■ DIRECTIONS
Set down only what runs from the line containing "Target: ceiling light" through the last line of the data, exactly as it reads.

[Referring expression pointing data]

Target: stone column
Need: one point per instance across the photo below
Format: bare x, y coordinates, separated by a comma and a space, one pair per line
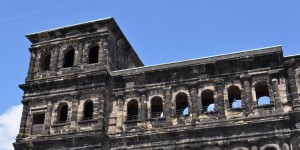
220, 101
104, 52
143, 108
37, 62
60, 59
73, 126
248, 95
219, 104
168, 107
23, 121
78, 54
54, 59
293, 88
194, 105
47, 122
277, 101
100, 119
119, 115
285, 146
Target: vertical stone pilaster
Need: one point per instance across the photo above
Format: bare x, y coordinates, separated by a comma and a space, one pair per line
285, 146
60, 59
168, 107
37, 62
199, 101
277, 101
248, 95
119, 116
54, 59
293, 88
194, 105
104, 52
143, 108
78, 54
100, 51
23, 121
220, 99
47, 122
100, 119
31, 66
73, 126
32, 62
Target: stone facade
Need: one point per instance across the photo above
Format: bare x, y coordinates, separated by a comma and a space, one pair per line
86, 88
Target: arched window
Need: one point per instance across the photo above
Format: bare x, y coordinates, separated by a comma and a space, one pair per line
132, 110
207, 97
63, 113
234, 97
46, 62
182, 104
93, 55
156, 107
69, 58
88, 111
262, 93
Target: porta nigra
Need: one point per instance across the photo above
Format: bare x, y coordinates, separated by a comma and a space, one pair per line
87, 89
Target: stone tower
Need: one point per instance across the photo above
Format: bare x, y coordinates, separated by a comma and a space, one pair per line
86, 88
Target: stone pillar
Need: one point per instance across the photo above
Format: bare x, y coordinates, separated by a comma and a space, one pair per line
47, 122
194, 105
78, 54
104, 52
100, 51
143, 108
23, 121
219, 104
73, 126
285, 146
293, 88
199, 101
54, 59
60, 59
254, 148
119, 115
32, 62
100, 119
277, 101
248, 95
37, 62
168, 107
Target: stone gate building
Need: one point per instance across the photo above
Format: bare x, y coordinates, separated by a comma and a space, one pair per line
86, 88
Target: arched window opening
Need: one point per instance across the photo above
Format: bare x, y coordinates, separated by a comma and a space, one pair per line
156, 107
234, 97
88, 111
262, 94
63, 114
207, 98
132, 110
46, 62
38, 118
69, 58
182, 104
93, 55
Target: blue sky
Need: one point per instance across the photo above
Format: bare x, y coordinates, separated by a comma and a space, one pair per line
159, 31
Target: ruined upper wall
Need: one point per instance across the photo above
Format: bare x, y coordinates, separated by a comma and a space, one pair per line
80, 48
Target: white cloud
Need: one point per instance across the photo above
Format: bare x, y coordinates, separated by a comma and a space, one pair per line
9, 126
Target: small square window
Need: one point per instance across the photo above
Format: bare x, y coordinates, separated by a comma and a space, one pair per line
38, 118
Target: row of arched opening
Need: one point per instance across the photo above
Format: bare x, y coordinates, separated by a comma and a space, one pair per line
207, 99
63, 110
69, 58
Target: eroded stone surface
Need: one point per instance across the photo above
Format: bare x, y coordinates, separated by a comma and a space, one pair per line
114, 102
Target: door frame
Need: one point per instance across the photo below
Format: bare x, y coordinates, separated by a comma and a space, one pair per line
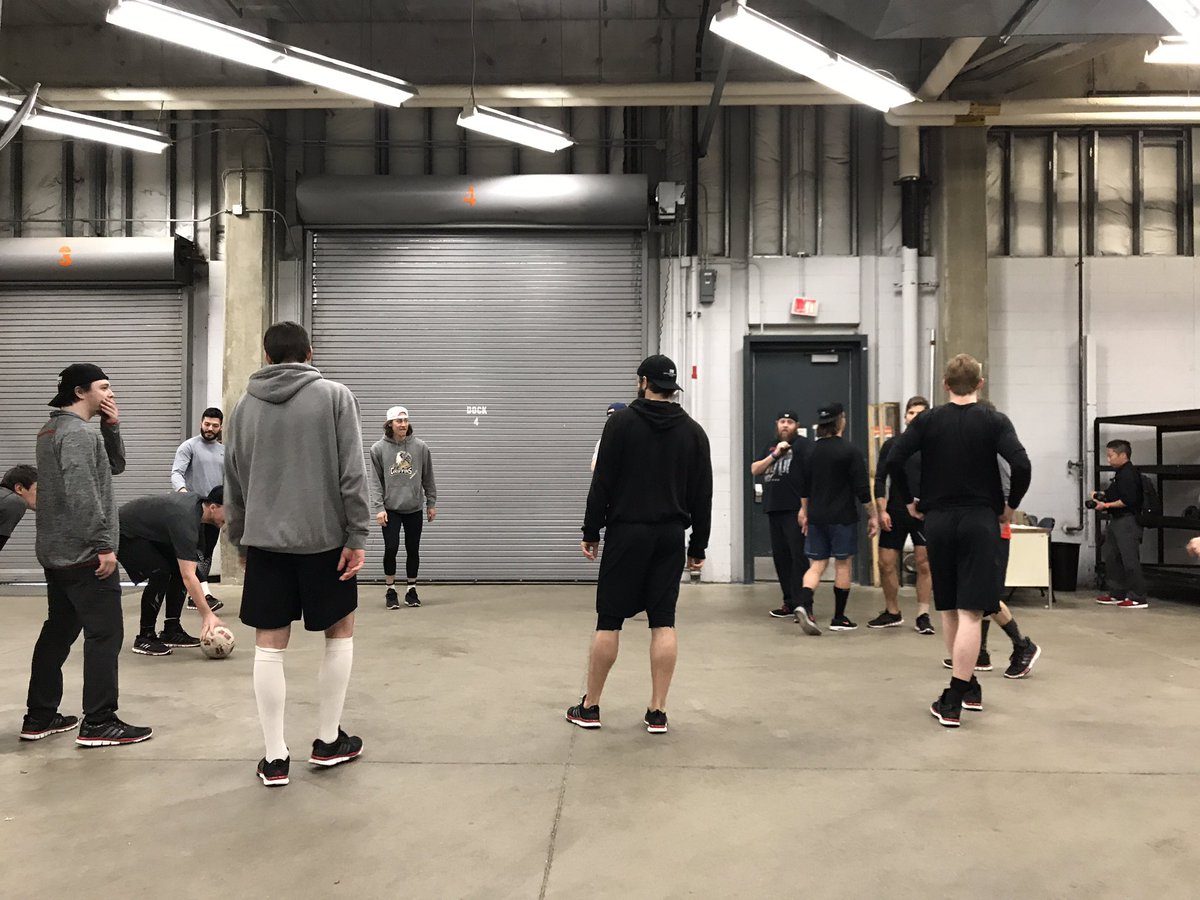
857, 347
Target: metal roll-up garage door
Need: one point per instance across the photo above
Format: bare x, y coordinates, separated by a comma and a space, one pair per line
136, 335
507, 347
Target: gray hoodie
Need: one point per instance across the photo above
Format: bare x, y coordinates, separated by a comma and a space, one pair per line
402, 473
294, 478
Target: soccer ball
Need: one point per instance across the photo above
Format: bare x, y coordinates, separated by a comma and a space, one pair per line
217, 643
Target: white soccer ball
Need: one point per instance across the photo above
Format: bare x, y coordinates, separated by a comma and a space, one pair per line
217, 643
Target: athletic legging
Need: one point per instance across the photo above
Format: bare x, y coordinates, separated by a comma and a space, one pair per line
412, 523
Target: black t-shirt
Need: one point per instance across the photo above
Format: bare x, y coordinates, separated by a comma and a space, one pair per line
958, 445
835, 483
171, 519
781, 481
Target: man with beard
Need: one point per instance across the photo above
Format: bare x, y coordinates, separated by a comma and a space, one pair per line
199, 467
780, 471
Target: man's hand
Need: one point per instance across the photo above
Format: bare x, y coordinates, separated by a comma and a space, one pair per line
107, 564
108, 413
351, 562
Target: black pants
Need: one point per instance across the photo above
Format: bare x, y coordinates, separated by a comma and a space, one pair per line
787, 551
412, 523
78, 600
1122, 559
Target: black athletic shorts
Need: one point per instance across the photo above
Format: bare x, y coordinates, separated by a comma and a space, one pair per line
640, 570
903, 525
964, 556
280, 587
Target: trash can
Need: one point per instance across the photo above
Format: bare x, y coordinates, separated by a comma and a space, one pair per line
1063, 565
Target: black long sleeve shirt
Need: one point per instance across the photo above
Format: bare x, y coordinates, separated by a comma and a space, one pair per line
834, 483
958, 445
654, 467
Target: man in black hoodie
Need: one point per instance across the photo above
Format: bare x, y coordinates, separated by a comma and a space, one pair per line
653, 479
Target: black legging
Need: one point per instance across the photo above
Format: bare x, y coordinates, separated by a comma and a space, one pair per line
412, 523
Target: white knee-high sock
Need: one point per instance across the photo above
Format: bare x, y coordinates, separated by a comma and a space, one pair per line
331, 684
270, 691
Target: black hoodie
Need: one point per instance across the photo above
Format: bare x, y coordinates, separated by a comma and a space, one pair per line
654, 467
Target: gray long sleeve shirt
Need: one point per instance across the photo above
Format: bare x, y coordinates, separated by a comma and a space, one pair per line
199, 466
77, 515
402, 475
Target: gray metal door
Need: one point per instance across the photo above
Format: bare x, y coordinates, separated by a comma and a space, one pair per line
507, 347
136, 335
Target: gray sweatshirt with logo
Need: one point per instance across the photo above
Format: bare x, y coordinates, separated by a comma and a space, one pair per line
294, 477
76, 511
402, 475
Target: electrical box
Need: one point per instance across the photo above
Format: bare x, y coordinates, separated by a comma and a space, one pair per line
707, 286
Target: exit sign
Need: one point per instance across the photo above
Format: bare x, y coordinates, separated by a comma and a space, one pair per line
804, 306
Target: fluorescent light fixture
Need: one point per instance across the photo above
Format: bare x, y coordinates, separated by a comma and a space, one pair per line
1182, 15
89, 127
1175, 52
199, 34
511, 127
738, 23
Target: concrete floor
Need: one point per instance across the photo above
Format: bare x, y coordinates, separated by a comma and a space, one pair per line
795, 766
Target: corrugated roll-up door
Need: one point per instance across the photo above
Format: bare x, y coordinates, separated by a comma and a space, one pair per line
507, 348
136, 335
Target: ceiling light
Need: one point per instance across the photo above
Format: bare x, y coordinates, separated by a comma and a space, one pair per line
1182, 15
1175, 52
89, 127
511, 127
199, 34
738, 23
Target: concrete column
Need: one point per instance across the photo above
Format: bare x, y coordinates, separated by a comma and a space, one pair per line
961, 244
247, 305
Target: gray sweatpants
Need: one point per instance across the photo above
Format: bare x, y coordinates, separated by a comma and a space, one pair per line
1122, 559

■ SOLUTION TO THE PROBLEM
Target: ceiling light
Need: one point per instance across the photo above
Format: bare x, y coordinates, separated by a comma and a space, one pair per line
1182, 15
1175, 52
89, 127
511, 127
199, 34
738, 23
Target: concrete column
Need: one point per instance across the photo above
Format: bare x, y coordinates, separated by a comma and a space, one pair per line
961, 244
247, 305
Target: gray sweatpants
Need: one point per instance across the photo above
Format: bare x, y coordinates, separated by a comma and a space, one pair per line
1122, 559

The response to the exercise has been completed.